The difference between symbol and metaphor has to do with interpretation. Metaphor belongs to the cultural context in which it is elaborated, and can therefore be decoded with relative normative certainty. The symbol is mysterious, fleeting and unattainable. One of the ‘catastrophic’ events that can occur in a given culture is the degradation of the symbol to metaphor; a disturbing example being the swastika, a very old and noble symbol alluding to the Urobor, the snake that eats it tail, representing the circularity of time, and hence eternity. Adopted by Nazism as an emblem of "Kraft nach Freude", or that "strength through joy" which was the motto of the Luftwaffe, today, in the collective imagination the swastika is associated with concentration camps. Thus, whenever literature takes possession of a symbol, making it the poetic emblem of a ‘foreshortened’ view, and using it as a political ‘manifesto’, it becomes bad literature: the characteristic of bad literature is that of always and in any case seeking to interpret the symbol as metaphor. The failing of these operations is revealed in the frailty of the results. When Christa Wolf wrote Divided Heaven, the split personality, reflected in the Berlin Wall, had in the story a symbol for expressing the real ‘political’ drama innate in every human being: that of having to take on many guises in life. Yet, the writer’s inadequate dramaturgy is seen in the quest for political confirmation, with an almost sacred insight: that of the interior division in which every man spends his own life. Therefore, projecting such an inexpressible enigma onto the marmoreal solidity of the Wall paradoxically becomes a compensating strategy.

Far more courage is shown by those writers who use the device of ambiguity. In Tristan and Isolde, Gottfried von Strasburg attributes the fatal love between the knight and the future bride of King Mark to a love-philtre. Centuries of materialism separate us from this perception, but here the writer is clearly alluding to a supernatural inspiration symbolized in a liquid, in the same way that Divinity, according to Proco, is "a fluid suspended around the temples, which enters the spirits of the soul". The "dark ages" had metaphors of light of a refinement incomprehensible to us.

Therefore, a literary translator must be fully aware of the nature of a rhetoric device; be it metaphor or symbol. Plato compares the soul to a cart drawn by two horses: one white, that pulls upwards, and the other, black, attracted by the abyss. The former is the perceptive soul; the latter, temptation. In ancient Greece, during the Olympic Games the most important event was the four-horse chariot race. The speed of the chariots depended on the friction of the hubs against the axles: the freer the wheels turned, the more likely the win, but at the cost of ever greater risk. The number of black horses in the pair depended on the tightness of the hub on the axles. Thus, in Phaedo, Plato uses a normal and very clear metaphor, though appearing to us as a symbol which we tend to overload with meanings that the philosopher never intended. In The Strange Case of Dr Jekyll and Mr Hyde, Stevenson changes the symbol of the philtre from a mediator between the world of the gods and that of men, to a door open on the Underworld: the philtre becomes an expression of delirium, sickness, and splitting of the personality. For Gottfried von Strasburg it is different, because, in Tristan, the philtre comes as the climax of a game of glances where the ardour of the two lovers seems to become ‘liquid’. In Stevenson, the philtre is the end-result of a death wish, while in the medieval writer it is an escape from the world, representing an eternal rejoicing of the senses. In the medieval world, the spirits eyed human rituals in every corner of the soul and conveyed the events to a transfiguring dimension whose code was buried in the secret language of images. Stevenson wrote The Strange Case of Dr Jekyll and Mr Hyde as a denouncement of the mechanization that man was subjected to in the new age of machines. In Gottfried’s dematerialized world, such a declaration would be simply inconceivable. For him, metaphor is individualism, and the refore located outside the expressive context.

◆ ◆ ◆ ◆

* Exercise A: Pull out every line of the listing below that contains the string "cane", matching case exactly.

◆ ◆ ◆ ◆

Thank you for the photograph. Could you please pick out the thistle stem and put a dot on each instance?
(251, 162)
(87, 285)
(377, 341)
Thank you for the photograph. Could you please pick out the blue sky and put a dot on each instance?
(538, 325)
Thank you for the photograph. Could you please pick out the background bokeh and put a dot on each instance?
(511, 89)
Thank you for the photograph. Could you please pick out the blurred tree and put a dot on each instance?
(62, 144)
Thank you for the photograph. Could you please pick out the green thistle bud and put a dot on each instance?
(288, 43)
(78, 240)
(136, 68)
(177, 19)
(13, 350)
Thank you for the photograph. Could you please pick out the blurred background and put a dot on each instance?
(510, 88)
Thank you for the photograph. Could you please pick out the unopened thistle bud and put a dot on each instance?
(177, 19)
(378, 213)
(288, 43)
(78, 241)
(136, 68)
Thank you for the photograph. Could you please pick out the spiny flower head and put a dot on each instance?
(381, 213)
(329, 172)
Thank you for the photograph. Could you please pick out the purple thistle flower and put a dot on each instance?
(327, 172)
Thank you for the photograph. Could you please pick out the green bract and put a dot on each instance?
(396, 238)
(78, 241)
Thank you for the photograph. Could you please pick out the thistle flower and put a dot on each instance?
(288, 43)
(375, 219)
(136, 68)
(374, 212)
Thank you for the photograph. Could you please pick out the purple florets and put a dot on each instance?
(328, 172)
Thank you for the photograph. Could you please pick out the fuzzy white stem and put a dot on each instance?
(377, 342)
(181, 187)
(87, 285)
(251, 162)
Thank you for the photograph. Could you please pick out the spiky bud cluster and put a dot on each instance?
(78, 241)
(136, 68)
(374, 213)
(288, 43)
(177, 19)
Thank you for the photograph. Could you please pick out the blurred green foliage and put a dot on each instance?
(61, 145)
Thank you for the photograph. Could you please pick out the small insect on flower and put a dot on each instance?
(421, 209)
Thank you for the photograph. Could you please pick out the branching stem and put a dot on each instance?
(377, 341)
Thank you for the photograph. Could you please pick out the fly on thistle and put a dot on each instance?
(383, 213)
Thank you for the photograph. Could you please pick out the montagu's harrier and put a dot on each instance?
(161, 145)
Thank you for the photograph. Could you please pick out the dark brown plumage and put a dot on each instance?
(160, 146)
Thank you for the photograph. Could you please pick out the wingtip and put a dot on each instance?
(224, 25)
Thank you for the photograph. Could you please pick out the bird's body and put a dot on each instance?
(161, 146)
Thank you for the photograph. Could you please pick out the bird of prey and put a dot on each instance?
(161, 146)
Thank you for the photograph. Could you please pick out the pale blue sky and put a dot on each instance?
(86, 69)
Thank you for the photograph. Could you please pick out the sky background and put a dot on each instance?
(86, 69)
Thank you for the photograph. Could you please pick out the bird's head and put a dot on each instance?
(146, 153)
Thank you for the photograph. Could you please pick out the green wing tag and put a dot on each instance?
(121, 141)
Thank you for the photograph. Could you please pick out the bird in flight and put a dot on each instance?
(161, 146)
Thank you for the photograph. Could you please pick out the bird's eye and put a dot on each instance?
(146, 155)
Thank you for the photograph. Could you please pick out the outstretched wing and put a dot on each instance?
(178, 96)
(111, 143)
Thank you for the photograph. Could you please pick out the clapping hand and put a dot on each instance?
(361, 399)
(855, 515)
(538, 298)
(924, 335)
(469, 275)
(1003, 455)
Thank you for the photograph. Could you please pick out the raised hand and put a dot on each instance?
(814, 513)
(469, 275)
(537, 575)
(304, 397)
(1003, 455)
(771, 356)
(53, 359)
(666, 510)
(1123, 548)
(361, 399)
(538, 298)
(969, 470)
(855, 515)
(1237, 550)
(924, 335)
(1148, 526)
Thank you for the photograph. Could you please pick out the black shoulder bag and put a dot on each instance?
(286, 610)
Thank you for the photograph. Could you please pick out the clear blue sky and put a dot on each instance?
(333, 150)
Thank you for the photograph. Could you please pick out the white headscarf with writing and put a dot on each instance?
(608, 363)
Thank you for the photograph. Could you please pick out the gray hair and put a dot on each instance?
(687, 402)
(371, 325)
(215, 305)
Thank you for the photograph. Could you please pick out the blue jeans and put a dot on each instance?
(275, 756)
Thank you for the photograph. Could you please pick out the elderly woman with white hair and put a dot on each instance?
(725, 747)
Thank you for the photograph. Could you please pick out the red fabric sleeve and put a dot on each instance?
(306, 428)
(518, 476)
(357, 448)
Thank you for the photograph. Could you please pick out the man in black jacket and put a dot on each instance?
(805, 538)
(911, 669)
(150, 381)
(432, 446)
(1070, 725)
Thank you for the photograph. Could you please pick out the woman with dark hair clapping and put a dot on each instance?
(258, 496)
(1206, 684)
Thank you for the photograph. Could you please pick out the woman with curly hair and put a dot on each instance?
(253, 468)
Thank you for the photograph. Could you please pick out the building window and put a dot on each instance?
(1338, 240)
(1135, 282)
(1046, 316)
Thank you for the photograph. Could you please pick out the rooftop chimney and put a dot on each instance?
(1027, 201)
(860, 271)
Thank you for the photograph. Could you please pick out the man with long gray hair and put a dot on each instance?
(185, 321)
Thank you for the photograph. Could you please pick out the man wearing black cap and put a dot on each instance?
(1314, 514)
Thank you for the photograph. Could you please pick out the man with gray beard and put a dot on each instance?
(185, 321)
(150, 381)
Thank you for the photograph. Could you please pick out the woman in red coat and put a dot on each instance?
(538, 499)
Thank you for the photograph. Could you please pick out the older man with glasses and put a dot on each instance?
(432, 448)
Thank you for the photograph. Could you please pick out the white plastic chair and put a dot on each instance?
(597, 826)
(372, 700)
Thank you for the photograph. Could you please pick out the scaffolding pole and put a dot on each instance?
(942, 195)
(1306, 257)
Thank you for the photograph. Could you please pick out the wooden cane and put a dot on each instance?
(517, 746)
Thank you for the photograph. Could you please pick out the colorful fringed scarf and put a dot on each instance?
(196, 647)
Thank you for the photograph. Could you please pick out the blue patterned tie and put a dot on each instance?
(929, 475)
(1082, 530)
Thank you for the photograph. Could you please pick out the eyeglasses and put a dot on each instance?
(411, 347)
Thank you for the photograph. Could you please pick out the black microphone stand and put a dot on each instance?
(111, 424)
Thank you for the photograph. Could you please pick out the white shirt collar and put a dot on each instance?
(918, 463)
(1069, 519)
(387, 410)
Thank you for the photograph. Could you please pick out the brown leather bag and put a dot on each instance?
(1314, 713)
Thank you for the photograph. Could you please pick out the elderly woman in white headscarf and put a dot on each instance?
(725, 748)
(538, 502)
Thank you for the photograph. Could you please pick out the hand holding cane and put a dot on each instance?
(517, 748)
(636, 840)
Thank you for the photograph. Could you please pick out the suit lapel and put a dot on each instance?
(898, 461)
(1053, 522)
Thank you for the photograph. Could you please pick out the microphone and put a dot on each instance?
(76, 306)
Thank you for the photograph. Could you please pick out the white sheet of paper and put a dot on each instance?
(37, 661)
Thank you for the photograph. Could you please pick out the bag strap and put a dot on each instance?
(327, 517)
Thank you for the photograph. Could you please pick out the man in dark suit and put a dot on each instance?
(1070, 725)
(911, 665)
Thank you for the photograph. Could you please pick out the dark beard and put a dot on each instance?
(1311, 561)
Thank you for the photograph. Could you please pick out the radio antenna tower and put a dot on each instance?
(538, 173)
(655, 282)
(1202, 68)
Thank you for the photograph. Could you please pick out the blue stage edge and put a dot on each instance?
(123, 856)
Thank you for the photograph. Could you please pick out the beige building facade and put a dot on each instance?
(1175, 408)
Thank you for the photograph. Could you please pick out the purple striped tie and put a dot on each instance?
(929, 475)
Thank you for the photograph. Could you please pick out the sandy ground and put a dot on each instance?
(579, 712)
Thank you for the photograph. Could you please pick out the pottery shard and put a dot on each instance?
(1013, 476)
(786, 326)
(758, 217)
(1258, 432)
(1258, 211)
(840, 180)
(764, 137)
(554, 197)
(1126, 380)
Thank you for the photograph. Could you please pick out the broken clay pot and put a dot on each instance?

◆ ◆ ◆ ◆

* Exercise B: From the passage on symbol and metaphor, extract the text verbatim from "Far more courage" up to and including "incomprehensible to us.".

* Response A:
Thank you for the photograph. Could you please pick out the wooden cane and put a dot on each instance?
Thank you for the photograph. Could you please pick out the hand holding cane and put a dot on each instance?

* Response B:
Far more courage is shown by those writers who use the device of ambiguity. In Tristan and Isolde, Gottfried von Strasburg attributes the fatal love between the knight and the future bride of King Mark to a love-philtre. Centuries of materialism separate us from this perception, but here the writer is clearly alluding to a supernatural inspiration symbolized in a liquid, in the same way that Divinity, according to Proco, is "a fluid suspended around the temples, which enters the spirits of the soul". The "dark ages" had metaphors of light of a refinement incomprehensible to us.